• _Work item_
Among the entries that follow, the required portion opens with the line containing "[locate] window (give" and closes with the line containing "[locate] driveway (give". Give that portion again exactly, and nothing else.

• _Given entries_

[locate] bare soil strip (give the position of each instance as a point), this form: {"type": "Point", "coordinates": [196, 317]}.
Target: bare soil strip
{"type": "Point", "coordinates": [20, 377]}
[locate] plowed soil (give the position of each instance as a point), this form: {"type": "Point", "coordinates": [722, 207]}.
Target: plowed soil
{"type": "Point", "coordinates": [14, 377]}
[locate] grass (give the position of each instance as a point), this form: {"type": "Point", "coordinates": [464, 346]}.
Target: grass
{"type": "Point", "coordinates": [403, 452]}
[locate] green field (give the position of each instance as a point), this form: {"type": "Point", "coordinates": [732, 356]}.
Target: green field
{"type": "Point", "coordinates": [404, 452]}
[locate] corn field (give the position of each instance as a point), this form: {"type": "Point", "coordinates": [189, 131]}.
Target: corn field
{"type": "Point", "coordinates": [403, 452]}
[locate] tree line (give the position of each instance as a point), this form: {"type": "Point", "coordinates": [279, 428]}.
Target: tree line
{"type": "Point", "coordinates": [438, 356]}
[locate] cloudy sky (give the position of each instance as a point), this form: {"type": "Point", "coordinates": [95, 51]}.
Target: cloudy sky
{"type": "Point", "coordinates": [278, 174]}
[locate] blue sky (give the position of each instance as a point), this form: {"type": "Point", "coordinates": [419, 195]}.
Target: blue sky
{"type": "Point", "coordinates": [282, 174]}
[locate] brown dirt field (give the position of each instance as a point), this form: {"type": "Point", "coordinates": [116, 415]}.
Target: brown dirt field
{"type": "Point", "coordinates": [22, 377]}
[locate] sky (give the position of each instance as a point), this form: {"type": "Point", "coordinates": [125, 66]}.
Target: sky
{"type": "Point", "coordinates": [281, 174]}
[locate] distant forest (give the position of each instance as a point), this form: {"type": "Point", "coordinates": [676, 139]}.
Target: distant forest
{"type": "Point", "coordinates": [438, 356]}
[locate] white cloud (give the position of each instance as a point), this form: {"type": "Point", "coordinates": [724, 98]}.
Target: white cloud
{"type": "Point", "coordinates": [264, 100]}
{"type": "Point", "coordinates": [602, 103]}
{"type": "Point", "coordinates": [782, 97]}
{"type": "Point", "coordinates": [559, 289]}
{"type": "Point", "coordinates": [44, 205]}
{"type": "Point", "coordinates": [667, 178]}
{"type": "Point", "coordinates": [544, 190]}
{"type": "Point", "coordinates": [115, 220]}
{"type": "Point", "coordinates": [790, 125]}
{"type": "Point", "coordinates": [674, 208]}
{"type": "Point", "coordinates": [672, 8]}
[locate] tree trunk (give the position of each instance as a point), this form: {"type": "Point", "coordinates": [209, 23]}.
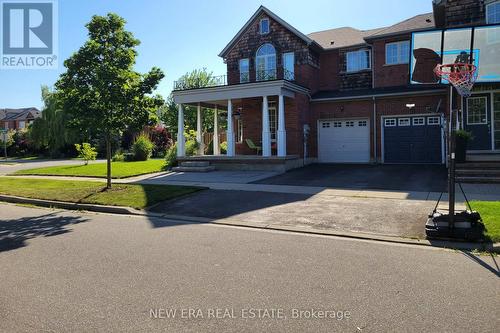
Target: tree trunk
{"type": "Point", "coordinates": [108, 158]}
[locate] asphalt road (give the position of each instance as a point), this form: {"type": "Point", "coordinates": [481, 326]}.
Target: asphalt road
{"type": "Point", "coordinates": [63, 271]}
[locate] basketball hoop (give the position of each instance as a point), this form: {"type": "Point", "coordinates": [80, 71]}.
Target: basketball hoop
{"type": "Point", "coordinates": [461, 75]}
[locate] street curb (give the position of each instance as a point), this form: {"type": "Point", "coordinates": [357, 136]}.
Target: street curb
{"type": "Point", "coordinates": [492, 247]}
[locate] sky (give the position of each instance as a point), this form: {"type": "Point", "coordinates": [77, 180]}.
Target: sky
{"type": "Point", "coordinates": [181, 35]}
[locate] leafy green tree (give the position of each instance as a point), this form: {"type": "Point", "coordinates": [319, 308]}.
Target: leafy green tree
{"type": "Point", "coordinates": [100, 88]}
{"type": "Point", "coordinates": [86, 152]}
{"type": "Point", "coordinates": [197, 78]}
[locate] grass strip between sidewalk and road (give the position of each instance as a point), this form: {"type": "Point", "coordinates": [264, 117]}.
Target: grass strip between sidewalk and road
{"type": "Point", "coordinates": [490, 213]}
{"type": "Point", "coordinates": [118, 169]}
{"type": "Point", "coordinates": [130, 195]}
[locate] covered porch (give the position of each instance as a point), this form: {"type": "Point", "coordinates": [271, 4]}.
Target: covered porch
{"type": "Point", "coordinates": [256, 122]}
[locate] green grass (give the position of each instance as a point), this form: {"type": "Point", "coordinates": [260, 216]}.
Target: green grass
{"type": "Point", "coordinates": [490, 213]}
{"type": "Point", "coordinates": [135, 196]}
{"type": "Point", "coordinates": [118, 169]}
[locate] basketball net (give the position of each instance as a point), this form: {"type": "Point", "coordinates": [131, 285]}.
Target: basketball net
{"type": "Point", "coordinates": [461, 75]}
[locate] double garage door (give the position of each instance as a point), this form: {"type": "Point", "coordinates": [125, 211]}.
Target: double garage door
{"type": "Point", "coordinates": [416, 139]}
{"type": "Point", "coordinates": [344, 141]}
{"type": "Point", "coordinates": [405, 139]}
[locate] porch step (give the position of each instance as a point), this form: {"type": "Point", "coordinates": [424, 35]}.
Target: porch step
{"type": "Point", "coordinates": [194, 166]}
{"type": "Point", "coordinates": [478, 180]}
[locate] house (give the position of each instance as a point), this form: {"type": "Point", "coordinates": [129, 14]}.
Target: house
{"type": "Point", "coordinates": [342, 95]}
{"type": "Point", "coordinates": [18, 118]}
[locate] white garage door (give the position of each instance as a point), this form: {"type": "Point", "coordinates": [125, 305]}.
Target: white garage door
{"type": "Point", "coordinates": [344, 141]}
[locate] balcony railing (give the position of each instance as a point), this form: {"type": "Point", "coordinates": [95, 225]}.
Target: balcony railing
{"type": "Point", "coordinates": [221, 80]}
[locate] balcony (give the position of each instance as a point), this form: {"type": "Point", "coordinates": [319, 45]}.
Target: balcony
{"type": "Point", "coordinates": [222, 80]}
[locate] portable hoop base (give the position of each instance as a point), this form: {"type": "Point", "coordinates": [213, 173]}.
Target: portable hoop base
{"type": "Point", "coordinates": [466, 226]}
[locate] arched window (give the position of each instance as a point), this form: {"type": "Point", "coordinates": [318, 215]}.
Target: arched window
{"type": "Point", "coordinates": [265, 63]}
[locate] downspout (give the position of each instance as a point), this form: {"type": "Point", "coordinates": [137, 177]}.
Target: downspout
{"type": "Point", "coordinates": [374, 130]}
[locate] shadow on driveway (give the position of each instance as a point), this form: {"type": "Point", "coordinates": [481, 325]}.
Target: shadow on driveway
{"type": "Point", "coordinates": [422, 178]}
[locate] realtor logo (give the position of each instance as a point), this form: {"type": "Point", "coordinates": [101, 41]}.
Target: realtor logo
{"type": "Point", "coordinates": [29, 34]}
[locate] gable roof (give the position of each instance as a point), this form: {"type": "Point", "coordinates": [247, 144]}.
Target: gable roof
{"type": "Point", "coordinates": [275, 17]}
{"type": "Point", "coordinates": [415, 23]}
{"type": "Point", "coordinates": [19, 114]}
{"type": "Point", "coordinates": [341, 37]}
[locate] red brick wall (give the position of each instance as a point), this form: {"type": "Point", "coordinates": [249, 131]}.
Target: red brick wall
{"type": "Point", "coordinates": [388, 75]}
{"type": "Point", "coordinates": [296, 114]}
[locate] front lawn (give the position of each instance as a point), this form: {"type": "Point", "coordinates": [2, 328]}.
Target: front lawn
{"type": "Point", "coordinates": [135, 196]}
{"type": "Point", "coordinates": [118, 169]}
{"type": "Point", "coordinates": [490, 213]}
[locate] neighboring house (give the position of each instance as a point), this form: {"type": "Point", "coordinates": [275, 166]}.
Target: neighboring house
{"type": "Point", "coordinates": [339, 95]}
{"type": "Point", "coordinates": [18, 118]}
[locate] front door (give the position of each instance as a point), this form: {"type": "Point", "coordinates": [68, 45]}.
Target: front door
{"type": "Point", "coordinates": [478, 121]}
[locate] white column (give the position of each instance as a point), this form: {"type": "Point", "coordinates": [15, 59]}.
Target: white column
{"type": "Point", "coordinates": [216, 132]}
{"type": "Point", "coordinates": [199, 131]}
{"type": "Point", "coordinates": [266, 134]}
{"type": "Point", "coordinates": [281, 127]}
{"type": "Point", "coordinates": [180, 132]}
{"type": "Point", "coordinates": [230, 133]}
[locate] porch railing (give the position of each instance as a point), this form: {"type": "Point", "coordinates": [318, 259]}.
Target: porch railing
{"type": "Point", "coordinates": [221, 80]}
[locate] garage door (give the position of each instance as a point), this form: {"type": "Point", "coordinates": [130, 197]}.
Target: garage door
{"type": "Point", "coordinates": [414, 139]}
{"type": "Point", "coordinates": [344, 141]}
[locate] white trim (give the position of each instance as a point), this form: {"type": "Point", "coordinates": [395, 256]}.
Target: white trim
{"type": "Point", "coordinates": [268, 26]}
{"type": "Point", "coordinates": [486, 113]}
{"type": "Point", "coordinates": [398, 60]}
{"type": "Point", "coordinates": [488, 7]}
{"type": "Point", "coordinates": [406, 120]}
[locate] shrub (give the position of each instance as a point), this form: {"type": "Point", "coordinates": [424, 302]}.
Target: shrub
{"type": "Point", "coordinates": [142, 148]}
{"type": "Point", "coordinates": [86, 152]}
{"type": "Point", "coordinates": [171, 156]}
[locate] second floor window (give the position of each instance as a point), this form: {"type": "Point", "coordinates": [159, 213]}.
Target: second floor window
{"type": "Point", "coordinates": [358, 60]}
{"type": "Point", "coordinates": [397, 53]}
{"type": "Point", "coordinates": [288, 66]}
{"type": "Point", "coordinates": [493, 13]}
{"type": "Point", "coordinates": [244, 70]}
{"type": "Point", "coordinates": [265, 63]}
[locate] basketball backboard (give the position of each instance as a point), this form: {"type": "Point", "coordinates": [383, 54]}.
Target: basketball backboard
{"type": "Point", "coordinates": [477, 45]}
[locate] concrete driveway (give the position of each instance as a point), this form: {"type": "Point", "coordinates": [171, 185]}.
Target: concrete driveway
{"type": "Point", "coordinates": [423, 178]}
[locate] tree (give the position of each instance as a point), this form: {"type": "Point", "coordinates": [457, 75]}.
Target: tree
{"type": "Point", "coordinates": [197, 78]}
{"type": "Point", "coordinates": [100, 88]}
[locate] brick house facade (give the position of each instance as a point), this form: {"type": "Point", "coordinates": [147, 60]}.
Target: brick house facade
{"type": "Point", "coordinates": [347, 99]}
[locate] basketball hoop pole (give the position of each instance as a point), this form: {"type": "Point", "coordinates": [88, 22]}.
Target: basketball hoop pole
{"type": "Point", "coordinates": [451, 177]}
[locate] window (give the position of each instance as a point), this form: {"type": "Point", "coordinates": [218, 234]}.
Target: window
{"type": "Point", "coordinates": [476, 111]}
{"type": "Point", "coordinates": [493, 13]}
{"type": "Point", "coordinates": [390, 122]}
{"type": "Point", "coordinates": [358, 60]}
{"type": "Point", "coordinates": [288, 66]}
{"type": "Point", "coordinates": [265, 63]}
{"type": "Point", "coordinates": [239, 130]}
{"type": "Point", "coordinates": [433, 121]}
{"type": "Point", "coordinates": [397, 53]}
{"type": "Point", "coordinates": [404, 122]}
{"type": "Point", "coordinates": [264, 26]}
{"type": "Point", "coordinates": [273, 120]}
{"type": "Point", "coordinates": [419, 121]}
{"type": "Point", "coordinates": [244, 71]}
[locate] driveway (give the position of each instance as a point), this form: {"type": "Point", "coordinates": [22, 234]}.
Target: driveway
{"type": "Point", "coordinates": [422, 178]}
{"type": "Point", "coordinates": [321, 211]}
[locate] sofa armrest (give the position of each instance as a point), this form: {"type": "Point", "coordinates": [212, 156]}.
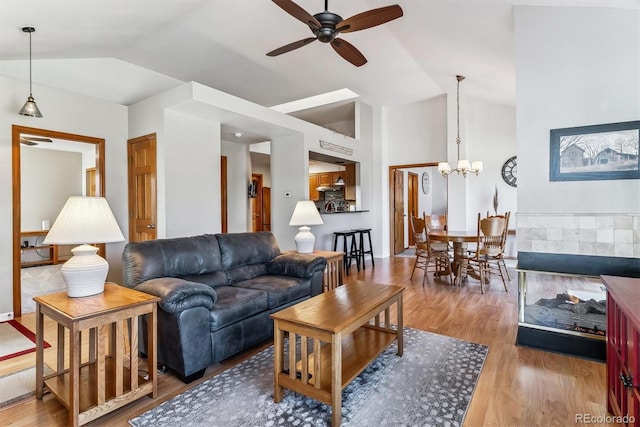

• _Task result_
[locate] window (give the position of each instance as a point), this form: {"type": "Point", "coordinates": [218, 234]}.
Target: window
{"type": "Point", "coordinates": [476, 111]}
{"type": "Point", "coordinates": [493, 13]}
{"type": "Point", "coordinates": [390, 122]}
{"type": "Point", "coordinates": [358, 60]}
{"type": "Point", "coordinates": [288, 66]}
{"type": "Point", "coordinates": [265, 63]}
{"type": "Point", "coordinates": [239, 130]}
{"type": "Point", "coordinates": [433, 121]}
{"type": "Point", "coordinates": [397, 53]}
{"type": "Point", "coordinates": [404, 122]}
{"type": "Point", "coordinates": [264, 26]}
{"type": "Point", "coordinates": [273, 120]}
{"type": "Point", "coordinates": [419, 121]}
{"type": "Point", "coordinates": [244, 71]}
[locate] driveway (give the position of each instance as a point), this form: {"type": "Point", "coordinates": [22, 234]}.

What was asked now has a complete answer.